Document source

Paul
Ariès raconte n'importe quoi
Paul
Ariès continue son texte : « J’accuse
les végans de mentir en faisant croire au grand public qu’ils
seraient des écolos et même des superécolos, alors qu’ils
haïssent l’écologie et les écologistes, puisque les écolos
aiment la nature et qu’eux la vomissent, car elle serait
intrinsèquement violente donc mauvaise. David Olivier, un des pères
des Cahiers antispécistes, signait, dès 1988, un texte intitulé
"Pourquoi
je ne suis pas écologiste".
Il confirme en 2015 : "Nous
voyons l’antispécisme et l’écologisme comme largement
antagonistes"».
Là
encore, on est dans l'amalgame, je dirai même du
« super-amalgame »... Certains antispécistes sont
effectivement très critiques à l'encontre de l'écologie. C'est
vrai, et notamment David Olivier. Mais là encore, cela ne veut pas
dire que tous les antispécistes sont contre l'écologie. J'ai
moi-même écrit une série d'articles pour contrer les thèses de
David Olivier et de son camarade Yves Bonnardel : « Penser
l'homme et l'animal au sein de la Nature ».

Données extraites
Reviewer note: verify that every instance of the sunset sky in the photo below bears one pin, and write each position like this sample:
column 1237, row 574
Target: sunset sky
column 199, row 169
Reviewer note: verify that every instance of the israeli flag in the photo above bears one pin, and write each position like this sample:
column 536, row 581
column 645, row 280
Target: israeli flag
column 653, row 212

Objectif de la tâche
D'après le document source, en quelle année David Olivier a-t-il signé le texte intitulé « Pourquoi je ne suis pas écologiste » ? Veuillez vous appuyer uniquement sur le document source.

Corrigé de l'exercice
En 1988.